* Written problem: Copy word for word the lines from the one containing "In this exercise you will locate the street" through the one containing "<point>44,53</point>", with both of those lines included. Reproduce only that stretch of the items.
** start Data excerpts **
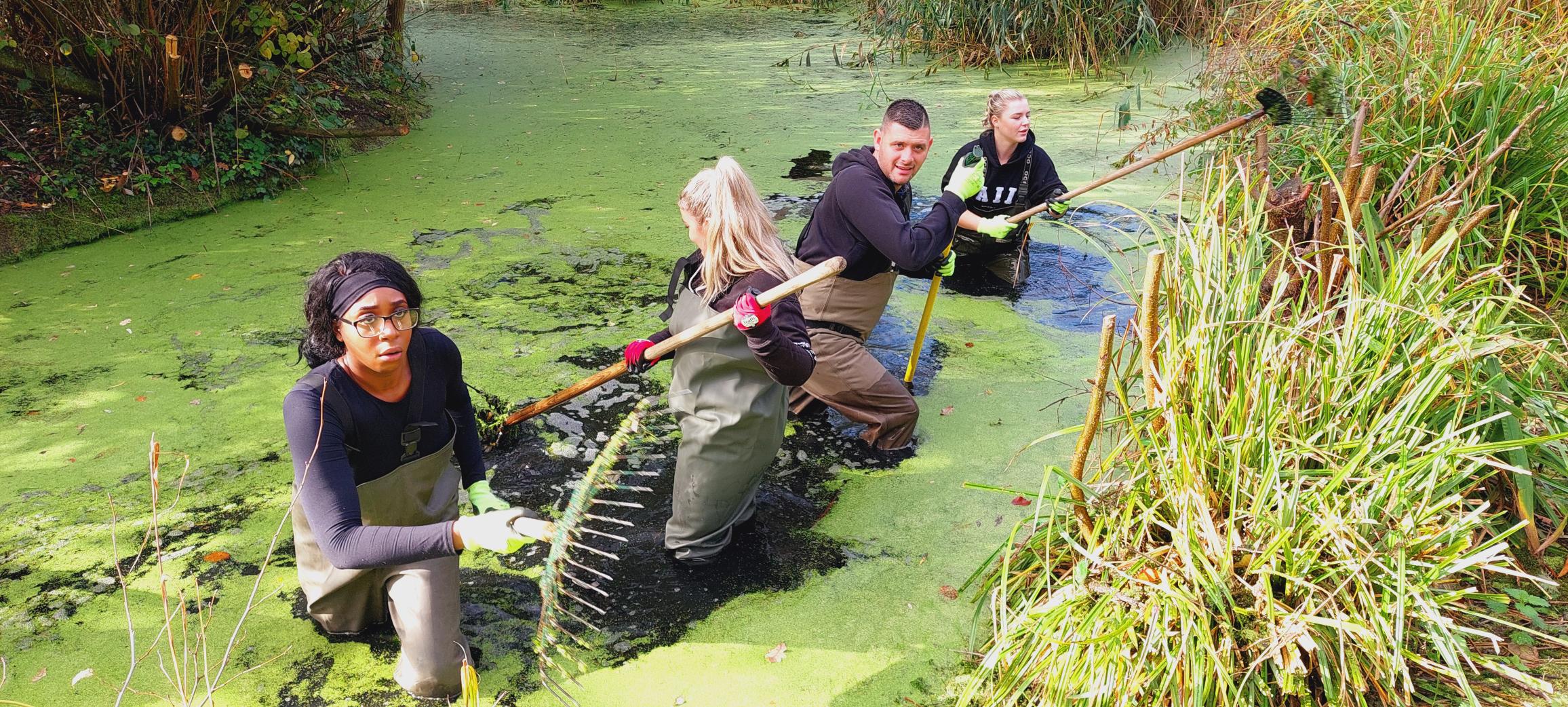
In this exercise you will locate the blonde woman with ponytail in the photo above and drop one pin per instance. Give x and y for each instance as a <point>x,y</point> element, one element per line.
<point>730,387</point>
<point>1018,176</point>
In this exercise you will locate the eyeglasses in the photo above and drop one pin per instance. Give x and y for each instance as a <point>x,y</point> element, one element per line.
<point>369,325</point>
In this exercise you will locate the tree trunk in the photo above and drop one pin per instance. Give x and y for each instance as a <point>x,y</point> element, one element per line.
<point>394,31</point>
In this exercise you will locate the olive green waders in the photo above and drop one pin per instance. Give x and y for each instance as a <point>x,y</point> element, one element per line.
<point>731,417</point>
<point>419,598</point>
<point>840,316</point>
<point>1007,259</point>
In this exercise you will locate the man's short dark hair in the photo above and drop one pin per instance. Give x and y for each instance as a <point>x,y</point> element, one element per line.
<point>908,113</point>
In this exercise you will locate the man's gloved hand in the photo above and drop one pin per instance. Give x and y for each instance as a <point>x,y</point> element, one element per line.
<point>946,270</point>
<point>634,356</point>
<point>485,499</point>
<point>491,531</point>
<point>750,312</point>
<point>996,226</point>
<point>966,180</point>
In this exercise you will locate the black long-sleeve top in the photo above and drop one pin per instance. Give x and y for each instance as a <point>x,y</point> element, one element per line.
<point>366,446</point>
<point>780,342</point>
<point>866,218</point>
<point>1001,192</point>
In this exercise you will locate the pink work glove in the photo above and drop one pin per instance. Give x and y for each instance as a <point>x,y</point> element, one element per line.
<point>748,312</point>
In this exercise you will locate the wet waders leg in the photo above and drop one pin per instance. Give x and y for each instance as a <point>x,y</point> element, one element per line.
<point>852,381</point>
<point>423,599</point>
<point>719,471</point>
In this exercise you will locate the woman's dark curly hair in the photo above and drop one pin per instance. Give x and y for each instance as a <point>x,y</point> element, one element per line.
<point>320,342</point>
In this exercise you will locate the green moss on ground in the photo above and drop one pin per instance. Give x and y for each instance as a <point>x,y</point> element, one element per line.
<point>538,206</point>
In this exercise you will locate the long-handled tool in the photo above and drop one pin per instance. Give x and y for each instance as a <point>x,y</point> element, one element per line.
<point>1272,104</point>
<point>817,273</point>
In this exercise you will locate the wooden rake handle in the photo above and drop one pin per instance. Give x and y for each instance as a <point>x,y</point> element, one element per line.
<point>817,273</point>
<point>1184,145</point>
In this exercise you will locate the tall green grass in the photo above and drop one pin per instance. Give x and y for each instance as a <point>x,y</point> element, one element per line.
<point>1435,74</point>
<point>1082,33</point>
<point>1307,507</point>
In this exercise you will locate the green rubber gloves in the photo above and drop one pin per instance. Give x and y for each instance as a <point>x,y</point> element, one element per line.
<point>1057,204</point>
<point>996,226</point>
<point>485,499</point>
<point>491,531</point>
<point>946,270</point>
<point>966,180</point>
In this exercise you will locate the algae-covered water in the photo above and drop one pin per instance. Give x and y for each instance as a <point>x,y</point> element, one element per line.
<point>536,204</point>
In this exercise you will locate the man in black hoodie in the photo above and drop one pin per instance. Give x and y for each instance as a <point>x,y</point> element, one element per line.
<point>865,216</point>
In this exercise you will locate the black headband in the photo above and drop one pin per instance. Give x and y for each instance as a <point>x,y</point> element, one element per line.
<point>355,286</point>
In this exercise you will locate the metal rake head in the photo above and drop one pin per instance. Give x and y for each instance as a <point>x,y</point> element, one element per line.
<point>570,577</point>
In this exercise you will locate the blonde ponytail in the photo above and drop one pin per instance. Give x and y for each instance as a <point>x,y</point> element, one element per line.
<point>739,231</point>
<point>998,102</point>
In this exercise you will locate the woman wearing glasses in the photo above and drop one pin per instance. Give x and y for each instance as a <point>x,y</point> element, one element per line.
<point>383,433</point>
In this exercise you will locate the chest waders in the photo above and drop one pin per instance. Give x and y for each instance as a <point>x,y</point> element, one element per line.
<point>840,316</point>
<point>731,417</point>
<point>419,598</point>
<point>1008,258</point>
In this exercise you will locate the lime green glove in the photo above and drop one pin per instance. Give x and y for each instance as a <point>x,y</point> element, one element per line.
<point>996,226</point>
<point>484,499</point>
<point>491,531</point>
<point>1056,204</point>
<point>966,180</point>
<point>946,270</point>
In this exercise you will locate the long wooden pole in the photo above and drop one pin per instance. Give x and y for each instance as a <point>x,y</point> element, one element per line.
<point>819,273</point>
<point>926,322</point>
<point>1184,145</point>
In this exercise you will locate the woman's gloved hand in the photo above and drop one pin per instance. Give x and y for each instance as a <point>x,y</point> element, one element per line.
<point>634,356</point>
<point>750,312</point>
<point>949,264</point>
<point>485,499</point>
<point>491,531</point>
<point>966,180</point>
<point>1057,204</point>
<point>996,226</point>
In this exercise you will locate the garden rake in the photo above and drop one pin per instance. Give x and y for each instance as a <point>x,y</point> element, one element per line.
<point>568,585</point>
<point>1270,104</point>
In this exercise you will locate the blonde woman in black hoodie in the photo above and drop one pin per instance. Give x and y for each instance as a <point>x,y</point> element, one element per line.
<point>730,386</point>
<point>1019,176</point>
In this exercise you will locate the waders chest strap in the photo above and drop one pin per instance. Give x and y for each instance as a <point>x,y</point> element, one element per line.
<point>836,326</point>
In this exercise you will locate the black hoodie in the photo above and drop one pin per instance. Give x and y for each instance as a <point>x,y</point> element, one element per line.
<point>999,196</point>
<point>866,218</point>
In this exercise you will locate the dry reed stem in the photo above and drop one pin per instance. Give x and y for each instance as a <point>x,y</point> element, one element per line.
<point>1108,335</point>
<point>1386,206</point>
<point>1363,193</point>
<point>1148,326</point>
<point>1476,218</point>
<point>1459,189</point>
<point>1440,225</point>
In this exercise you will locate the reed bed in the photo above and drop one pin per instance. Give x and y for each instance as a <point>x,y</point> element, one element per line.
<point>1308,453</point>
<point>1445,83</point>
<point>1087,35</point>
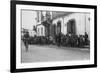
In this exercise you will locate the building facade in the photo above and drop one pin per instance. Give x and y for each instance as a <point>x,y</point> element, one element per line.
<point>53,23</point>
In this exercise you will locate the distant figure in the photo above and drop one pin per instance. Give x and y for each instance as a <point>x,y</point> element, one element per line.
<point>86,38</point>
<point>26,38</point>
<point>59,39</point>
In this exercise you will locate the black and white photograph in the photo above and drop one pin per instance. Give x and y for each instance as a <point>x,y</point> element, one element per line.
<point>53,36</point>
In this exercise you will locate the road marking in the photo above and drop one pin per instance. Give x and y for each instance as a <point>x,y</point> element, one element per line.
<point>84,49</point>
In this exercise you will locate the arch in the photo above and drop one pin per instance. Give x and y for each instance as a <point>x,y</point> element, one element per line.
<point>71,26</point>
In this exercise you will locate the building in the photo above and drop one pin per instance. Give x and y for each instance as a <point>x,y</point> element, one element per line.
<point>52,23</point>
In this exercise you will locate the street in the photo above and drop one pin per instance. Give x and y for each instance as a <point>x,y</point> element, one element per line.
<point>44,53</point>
** end Data excerpts **
** start Data excerpts **
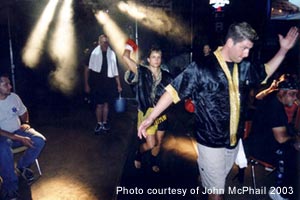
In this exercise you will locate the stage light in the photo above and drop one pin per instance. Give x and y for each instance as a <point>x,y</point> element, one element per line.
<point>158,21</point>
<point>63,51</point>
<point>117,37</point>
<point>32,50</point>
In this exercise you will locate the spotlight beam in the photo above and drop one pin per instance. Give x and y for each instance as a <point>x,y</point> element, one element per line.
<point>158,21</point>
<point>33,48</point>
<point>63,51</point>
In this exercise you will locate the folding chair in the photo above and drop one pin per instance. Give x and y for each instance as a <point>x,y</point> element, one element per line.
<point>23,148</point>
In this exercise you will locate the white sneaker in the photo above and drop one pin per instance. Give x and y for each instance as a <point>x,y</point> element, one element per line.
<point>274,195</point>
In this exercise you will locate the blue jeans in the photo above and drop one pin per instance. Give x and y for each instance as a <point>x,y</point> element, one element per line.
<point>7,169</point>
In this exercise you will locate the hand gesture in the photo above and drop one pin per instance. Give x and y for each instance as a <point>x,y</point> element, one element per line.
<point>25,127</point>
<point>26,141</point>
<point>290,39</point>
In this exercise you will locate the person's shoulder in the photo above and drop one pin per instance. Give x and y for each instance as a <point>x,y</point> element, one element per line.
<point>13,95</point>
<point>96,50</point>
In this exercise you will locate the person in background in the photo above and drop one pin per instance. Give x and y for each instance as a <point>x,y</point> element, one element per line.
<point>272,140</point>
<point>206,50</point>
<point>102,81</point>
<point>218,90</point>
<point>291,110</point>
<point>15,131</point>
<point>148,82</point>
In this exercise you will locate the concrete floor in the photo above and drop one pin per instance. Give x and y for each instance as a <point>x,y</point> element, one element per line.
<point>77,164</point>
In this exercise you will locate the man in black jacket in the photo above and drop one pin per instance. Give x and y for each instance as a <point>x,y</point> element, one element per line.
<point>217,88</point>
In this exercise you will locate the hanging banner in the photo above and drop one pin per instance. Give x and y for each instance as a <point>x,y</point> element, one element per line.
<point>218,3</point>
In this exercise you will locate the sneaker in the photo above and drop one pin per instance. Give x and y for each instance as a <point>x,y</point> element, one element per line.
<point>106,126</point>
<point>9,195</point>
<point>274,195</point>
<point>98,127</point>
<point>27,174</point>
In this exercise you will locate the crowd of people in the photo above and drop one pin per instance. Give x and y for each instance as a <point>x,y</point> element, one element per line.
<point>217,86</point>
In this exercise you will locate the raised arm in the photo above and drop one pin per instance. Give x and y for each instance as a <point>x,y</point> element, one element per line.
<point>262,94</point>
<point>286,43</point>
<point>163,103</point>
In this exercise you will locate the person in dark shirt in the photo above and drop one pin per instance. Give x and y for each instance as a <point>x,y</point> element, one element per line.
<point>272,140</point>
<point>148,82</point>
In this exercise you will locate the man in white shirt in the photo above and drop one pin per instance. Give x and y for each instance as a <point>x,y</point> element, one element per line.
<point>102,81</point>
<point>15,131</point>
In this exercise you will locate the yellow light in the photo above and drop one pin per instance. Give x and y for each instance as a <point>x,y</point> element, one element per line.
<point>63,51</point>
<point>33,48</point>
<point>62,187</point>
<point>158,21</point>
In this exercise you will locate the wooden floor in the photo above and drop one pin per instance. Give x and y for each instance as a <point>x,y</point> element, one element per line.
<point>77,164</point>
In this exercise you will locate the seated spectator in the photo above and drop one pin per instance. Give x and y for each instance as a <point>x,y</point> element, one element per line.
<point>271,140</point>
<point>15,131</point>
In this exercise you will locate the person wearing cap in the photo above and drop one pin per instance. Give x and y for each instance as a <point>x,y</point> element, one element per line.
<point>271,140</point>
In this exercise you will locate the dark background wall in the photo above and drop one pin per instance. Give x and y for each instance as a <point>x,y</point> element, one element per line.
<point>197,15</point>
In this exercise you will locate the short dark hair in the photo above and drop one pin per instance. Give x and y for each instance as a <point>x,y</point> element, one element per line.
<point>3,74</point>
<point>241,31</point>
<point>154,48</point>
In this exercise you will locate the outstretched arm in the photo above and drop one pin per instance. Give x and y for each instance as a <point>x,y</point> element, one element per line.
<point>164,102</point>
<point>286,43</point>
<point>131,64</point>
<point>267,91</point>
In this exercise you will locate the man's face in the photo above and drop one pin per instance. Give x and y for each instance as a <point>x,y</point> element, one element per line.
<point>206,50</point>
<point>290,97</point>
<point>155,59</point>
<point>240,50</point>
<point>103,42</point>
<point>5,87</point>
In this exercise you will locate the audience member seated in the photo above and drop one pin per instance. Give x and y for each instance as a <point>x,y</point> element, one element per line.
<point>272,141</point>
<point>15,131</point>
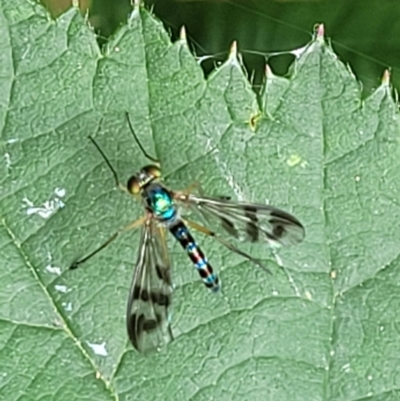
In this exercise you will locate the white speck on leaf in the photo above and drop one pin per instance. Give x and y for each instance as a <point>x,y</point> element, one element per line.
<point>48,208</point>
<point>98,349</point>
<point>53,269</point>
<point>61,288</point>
** end Data excerpts **
* Solution to the problem:
In this exercise you will locate the street in the photo above and drop one pin per instance. Give x and y for each instance as a <point>x,y</point> element, one element per line.
<point>44,53</point>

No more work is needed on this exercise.